- _TASK MATERIAL_
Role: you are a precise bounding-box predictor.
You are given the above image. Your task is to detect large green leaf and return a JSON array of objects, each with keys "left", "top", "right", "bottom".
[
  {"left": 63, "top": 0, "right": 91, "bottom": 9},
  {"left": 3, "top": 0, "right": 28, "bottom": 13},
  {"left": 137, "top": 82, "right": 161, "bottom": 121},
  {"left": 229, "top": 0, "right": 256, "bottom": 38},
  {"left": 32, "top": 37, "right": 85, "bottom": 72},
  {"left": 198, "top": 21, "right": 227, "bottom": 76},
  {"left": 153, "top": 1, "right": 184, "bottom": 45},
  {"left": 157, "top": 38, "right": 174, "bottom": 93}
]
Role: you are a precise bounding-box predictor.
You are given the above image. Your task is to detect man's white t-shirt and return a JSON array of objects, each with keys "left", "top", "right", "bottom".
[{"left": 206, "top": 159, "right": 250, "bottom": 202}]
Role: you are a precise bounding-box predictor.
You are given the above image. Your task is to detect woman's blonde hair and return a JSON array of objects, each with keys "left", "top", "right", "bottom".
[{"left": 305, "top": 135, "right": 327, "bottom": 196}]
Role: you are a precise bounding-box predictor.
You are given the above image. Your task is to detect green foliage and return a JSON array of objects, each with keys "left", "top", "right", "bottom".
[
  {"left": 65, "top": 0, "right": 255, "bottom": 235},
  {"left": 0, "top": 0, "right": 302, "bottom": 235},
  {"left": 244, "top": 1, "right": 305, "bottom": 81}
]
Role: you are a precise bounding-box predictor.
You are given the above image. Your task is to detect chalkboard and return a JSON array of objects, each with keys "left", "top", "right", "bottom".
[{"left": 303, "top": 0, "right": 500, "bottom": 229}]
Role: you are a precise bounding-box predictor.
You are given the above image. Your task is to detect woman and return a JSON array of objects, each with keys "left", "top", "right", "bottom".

- _AIM_
Report every line of the material above that contains the string "woman", treating uppercase and lowercase as different.

- _ANSWER TO THIS TASK_
You are given the above image. Your task is to detect woman's blonde hair and return a JSON array of objects, each with keys "left", "top", "right", "bottom".
You are given the above image. Your task is to detect woman and return a JSON array of objects, each with keys "left", "top", "right", "bottom".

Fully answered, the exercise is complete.